┏━━

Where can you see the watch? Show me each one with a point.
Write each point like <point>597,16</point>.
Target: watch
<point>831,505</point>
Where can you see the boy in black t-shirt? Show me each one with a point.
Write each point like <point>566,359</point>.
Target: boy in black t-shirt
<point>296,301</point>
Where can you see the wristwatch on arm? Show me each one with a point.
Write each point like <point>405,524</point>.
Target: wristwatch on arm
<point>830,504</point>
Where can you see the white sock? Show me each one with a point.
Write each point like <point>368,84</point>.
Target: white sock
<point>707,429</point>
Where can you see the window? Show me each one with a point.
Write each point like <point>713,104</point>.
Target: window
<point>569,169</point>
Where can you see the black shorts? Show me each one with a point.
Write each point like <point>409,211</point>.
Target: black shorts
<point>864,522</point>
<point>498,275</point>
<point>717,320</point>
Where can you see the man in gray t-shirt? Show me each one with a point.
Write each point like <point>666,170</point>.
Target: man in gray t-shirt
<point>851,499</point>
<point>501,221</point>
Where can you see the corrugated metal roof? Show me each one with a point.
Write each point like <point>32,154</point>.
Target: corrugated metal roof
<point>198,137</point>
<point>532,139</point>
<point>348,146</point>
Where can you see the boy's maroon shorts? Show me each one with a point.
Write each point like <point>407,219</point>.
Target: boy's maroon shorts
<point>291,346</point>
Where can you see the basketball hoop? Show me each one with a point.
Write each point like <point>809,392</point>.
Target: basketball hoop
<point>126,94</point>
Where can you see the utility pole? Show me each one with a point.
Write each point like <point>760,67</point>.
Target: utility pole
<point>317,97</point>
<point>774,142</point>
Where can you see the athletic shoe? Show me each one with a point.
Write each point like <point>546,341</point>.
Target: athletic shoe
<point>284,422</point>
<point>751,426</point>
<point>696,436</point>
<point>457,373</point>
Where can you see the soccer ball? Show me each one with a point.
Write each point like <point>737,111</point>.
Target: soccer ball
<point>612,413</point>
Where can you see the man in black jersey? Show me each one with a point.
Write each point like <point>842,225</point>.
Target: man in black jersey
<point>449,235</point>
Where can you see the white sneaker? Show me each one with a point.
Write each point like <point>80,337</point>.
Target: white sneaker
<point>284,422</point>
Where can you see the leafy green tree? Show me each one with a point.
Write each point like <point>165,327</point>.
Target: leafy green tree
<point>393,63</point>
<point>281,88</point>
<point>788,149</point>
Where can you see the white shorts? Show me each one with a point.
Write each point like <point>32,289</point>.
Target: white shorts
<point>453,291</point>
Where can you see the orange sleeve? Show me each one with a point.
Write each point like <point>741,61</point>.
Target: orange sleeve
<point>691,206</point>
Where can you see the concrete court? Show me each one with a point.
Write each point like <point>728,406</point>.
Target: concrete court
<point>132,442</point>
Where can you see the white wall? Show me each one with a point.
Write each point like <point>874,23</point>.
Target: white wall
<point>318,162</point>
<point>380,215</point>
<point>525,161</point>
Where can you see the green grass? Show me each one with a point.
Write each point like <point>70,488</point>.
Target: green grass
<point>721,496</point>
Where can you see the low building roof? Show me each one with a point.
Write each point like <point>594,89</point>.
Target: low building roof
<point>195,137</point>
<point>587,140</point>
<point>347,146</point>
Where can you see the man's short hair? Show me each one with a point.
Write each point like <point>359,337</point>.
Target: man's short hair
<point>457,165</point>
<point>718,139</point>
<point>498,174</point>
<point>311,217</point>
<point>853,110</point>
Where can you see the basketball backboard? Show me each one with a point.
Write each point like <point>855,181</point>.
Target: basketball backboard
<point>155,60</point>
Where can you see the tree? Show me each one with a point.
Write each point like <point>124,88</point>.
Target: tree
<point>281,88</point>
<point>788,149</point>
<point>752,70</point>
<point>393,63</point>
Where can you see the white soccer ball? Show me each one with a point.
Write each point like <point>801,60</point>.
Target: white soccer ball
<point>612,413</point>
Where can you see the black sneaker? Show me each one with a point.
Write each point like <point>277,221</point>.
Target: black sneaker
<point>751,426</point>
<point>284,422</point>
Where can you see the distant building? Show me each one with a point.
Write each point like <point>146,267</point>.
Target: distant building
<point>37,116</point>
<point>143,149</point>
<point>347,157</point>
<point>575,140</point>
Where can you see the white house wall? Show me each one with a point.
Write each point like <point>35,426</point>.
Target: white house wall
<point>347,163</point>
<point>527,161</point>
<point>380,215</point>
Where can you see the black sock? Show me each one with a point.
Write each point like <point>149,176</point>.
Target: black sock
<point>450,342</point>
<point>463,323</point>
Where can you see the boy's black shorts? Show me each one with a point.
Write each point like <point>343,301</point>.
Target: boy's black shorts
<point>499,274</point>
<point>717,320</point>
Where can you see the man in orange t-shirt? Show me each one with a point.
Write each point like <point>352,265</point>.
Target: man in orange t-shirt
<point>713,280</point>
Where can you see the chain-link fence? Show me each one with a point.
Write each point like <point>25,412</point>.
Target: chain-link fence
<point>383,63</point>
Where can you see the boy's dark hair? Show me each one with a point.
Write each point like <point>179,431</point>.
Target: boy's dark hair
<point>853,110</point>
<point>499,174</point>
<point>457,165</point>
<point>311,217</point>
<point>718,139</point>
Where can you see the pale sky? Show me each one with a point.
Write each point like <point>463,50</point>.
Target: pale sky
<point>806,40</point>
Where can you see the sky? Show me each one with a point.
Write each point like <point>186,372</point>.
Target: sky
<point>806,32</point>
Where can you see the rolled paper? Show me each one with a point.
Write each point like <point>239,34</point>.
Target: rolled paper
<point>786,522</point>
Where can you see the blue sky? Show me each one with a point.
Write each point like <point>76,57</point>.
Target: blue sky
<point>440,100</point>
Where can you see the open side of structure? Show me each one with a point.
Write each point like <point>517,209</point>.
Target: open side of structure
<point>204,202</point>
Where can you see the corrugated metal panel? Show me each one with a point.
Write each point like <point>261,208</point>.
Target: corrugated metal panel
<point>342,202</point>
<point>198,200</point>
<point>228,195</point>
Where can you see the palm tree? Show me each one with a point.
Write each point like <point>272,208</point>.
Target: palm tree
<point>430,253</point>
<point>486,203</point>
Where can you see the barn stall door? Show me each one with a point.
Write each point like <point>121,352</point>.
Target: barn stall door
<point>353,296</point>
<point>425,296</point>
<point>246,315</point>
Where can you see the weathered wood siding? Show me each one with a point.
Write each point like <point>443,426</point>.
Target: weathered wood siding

┗━━

Description of the task -
Please render the entries from the line containing "Where can you see the boy's maroon" through the line containing "<point>774,142</point>", inclusive, as a numbered list with any blank lines omitted.

Exercise solution -
1. Where can you see the boy's maroon shorts? Show me each one with a point.
2. Write each point like <point>407,219</point>.
3. Target: boy's maroon shorts
4. <point>291,346</point>
5. Where can you see the basketball hoop? Show me each one with a point.
6. Write each point like <point>809,392</point>.
7. Target: basketball hoop
8. <point>126,94</point>
9. Where can you see the utility pole? Show me each one with a point.
10. Write each point like <point>760,67</point>.
11. Target: utility pole
12. <point>317,97</point>
13. <point>774,142</point>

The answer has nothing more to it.